* [Work request]: Rewrite the passage of the Azure Data Catalog guide that begins at the words "Azure subscriptions help" and stops after "Trial for details.", putting "branch office" in place of "regional office".

* [Source passage]:

********

Get started with Azure Data Catalog
Azure Data Catalog is a fully managed cloud service that serves as a system of registration and system of discovery for enterprise data assets. For a detailed overview, see What is Azure Data Catalog.
This tutorial helps you get started with Azure Data Catalog. You perform the following procedures in this tutorial:
|Provision data catalog||In this procedure, you provision or set up Azure Data Catalog. You do this step only if the catalog has not been set up before. You can have only one data catalog per organization (Microsoft Azure Active Directory domain) even though there are multiple subscriptions associated with your Azure account.|
|Register data assets||In this procedure, you register data assets from the AdventureWorks2014 sample database with the data catalog. Registration is the process of extracting key structural metadata such as names, types, and locations from the data source and copying that metadata to the catalog. The data source and data assets remain where they are, but the metadata is used by the catalog to make them more easily discoverable and understandable.|
|Discover data assets||In this procedure, you use the Azure Data Catalog portal to discover data assets that were registered in the previous step. After a data source has been registered with Azure Data Catalog, its metadata is indexed by the service so that users can easily search for the data they need.|
|Annotate data assets||In this procedure, you provide annotations (information such as descriptions, tags, documentation, or experts) for the data assets. This information supplements the metadata extracted from the data source, and to make the data source more understandable to more people.|
|Connect to data assets||In this procedure, you open data assets in integrated client tools (such as Excel and SQL Server Data Tools) and a non-integrated tool (SQL Server Management Studio).|
|Manage data assets||In this procedure, you set up security for your data assets. Data Catalog does not give users access to the data itself. The owner of the data source controls data access.
With Data Catalog, you can discover data sources and view the metadata related to the sources registered in the catalog. There may be situations, however, where data sources should be visible only to specific users or to members of specific groups. For these scenarios, you can use Data Catalog to take ownership of registered data assets within the catalog and control the visibility of the assets you own.
|Remove data assets||In this procedure, you learn how to remove data assets from the data catalog.|
To set up Azure Data Catalog, you must be the owner or co-owner of an Azure subscription.
Azure subscriptions help you organize access to cloud service resources like Azure Data Catalog. They also help you control how resource usage is reported, billed, and paid for. Each subscription can have a different billing and payment setup, so you can have different subscriptions and different plans by department, project, regional office, and so on. Every cloud service belongs to a subscription, and you need to have a subscription before setting up Azure Data Catalog. To learn more, see Manage accounts, subscriptions, and administrative roles.
If you don't have a subscription, you can create a free trial account in just a couple of minutes. See Free Trial for details.

********

* [Given information]:
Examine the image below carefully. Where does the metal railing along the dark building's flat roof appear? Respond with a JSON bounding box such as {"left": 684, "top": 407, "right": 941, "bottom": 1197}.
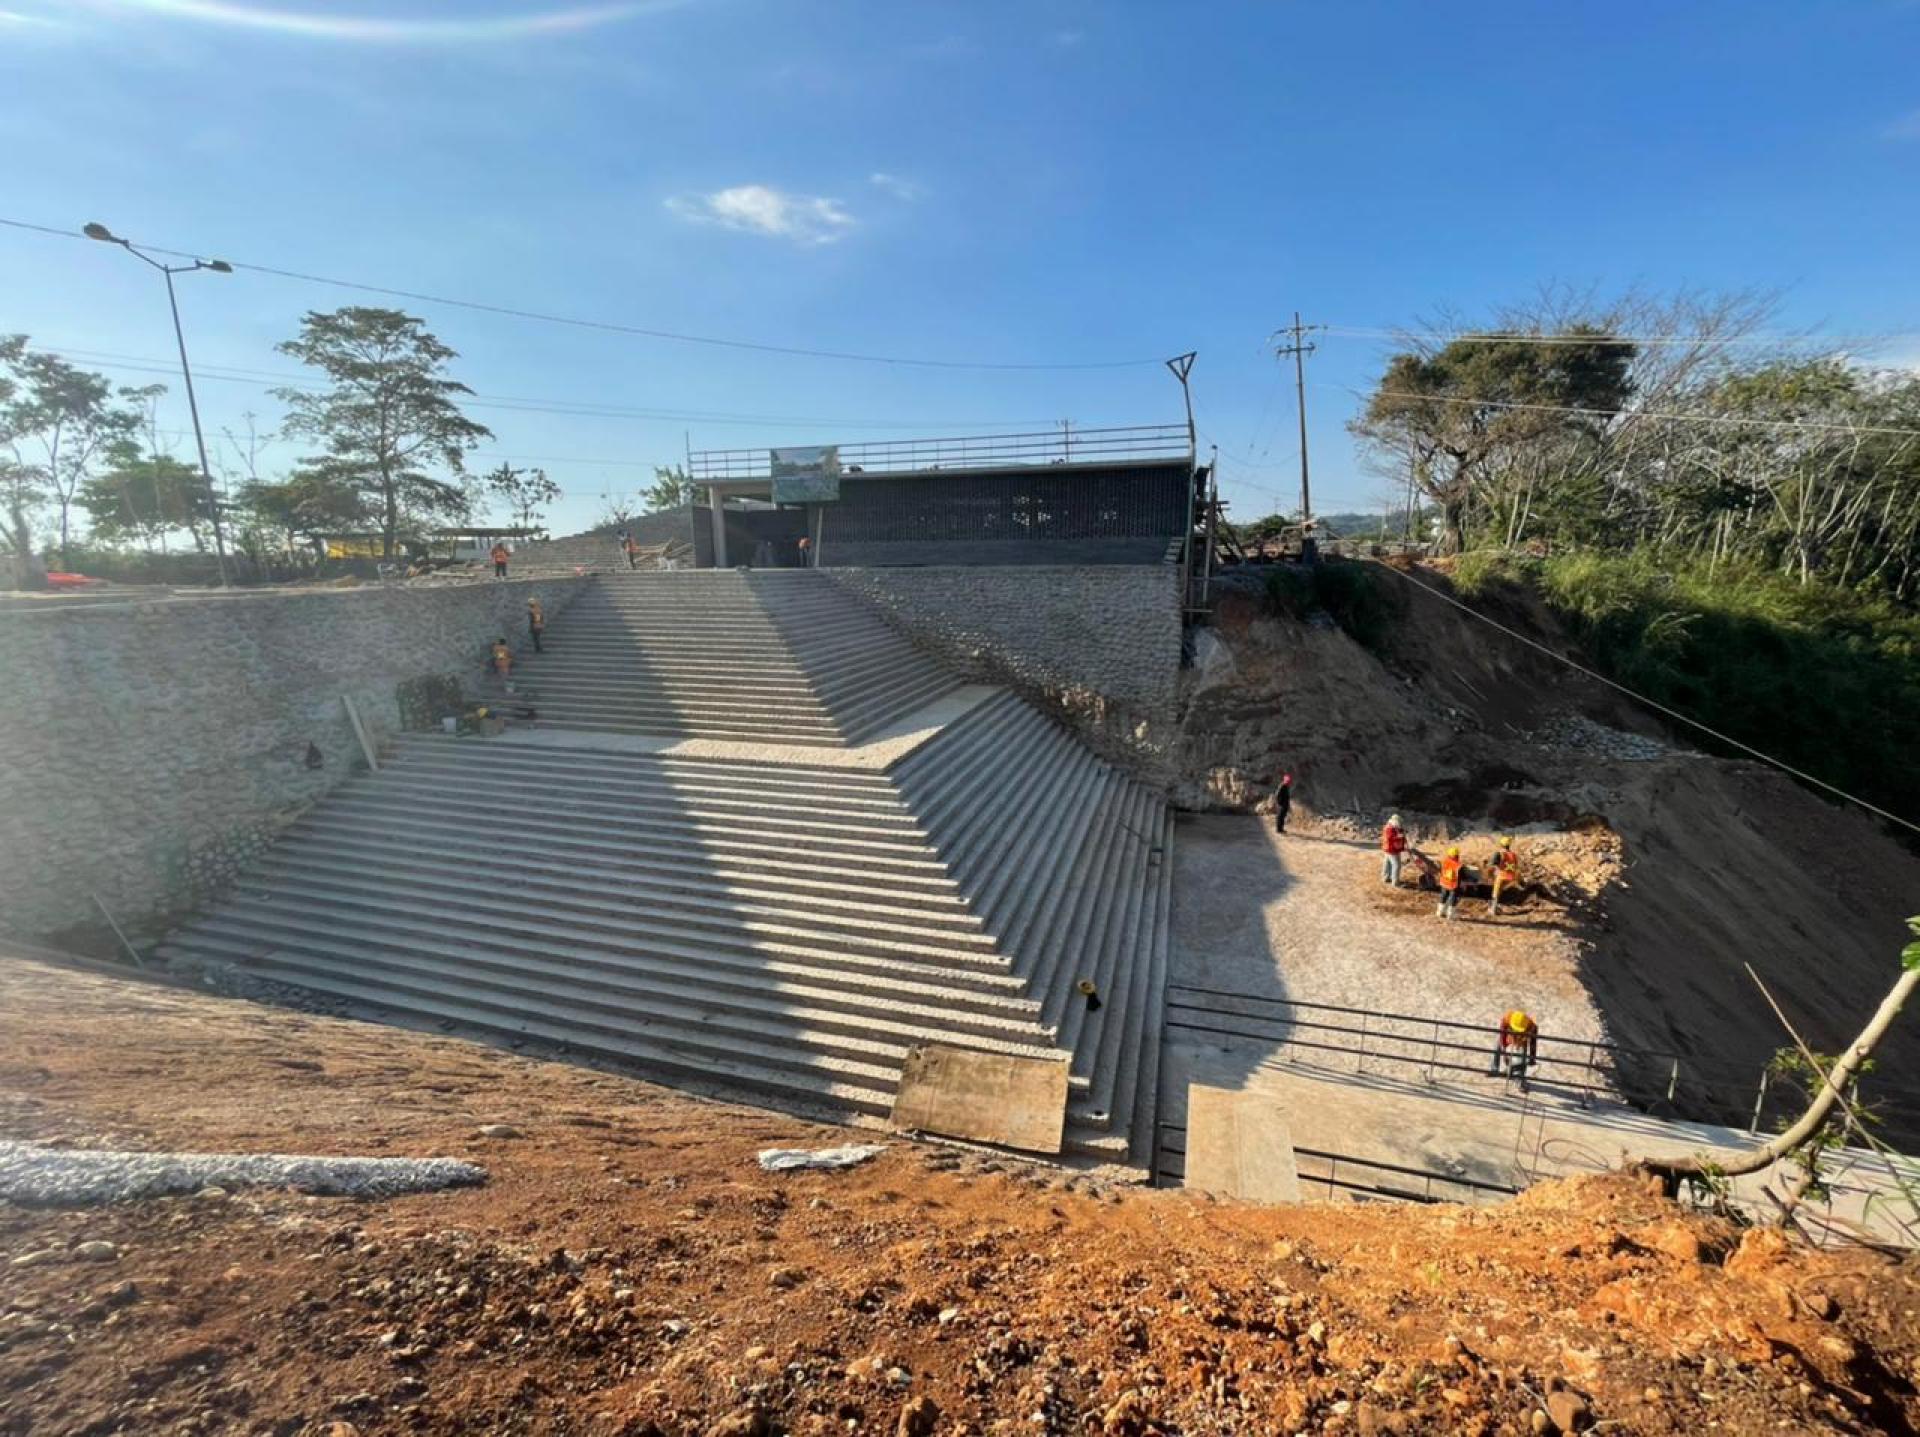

********

* [Written answer]:
Azure subscriptions help you organize access to cloud service resources like Azure Data Catalog. They also help you control how resource usage is reported, billed, and paid for. Each subscription can have a different billing and payment setup, so you can have different subscriptions and different plans by department, project, branch office, and so on. Every cloud service belongs to a subscription, and you need to have a subscription before setting up Azure Data Catalog. To learn more, see Manage accounts, subscriptions, and administrative roles.
If you don't have a subscription, you can create a free trial account in just a couple of minutes. See Free Trial for details.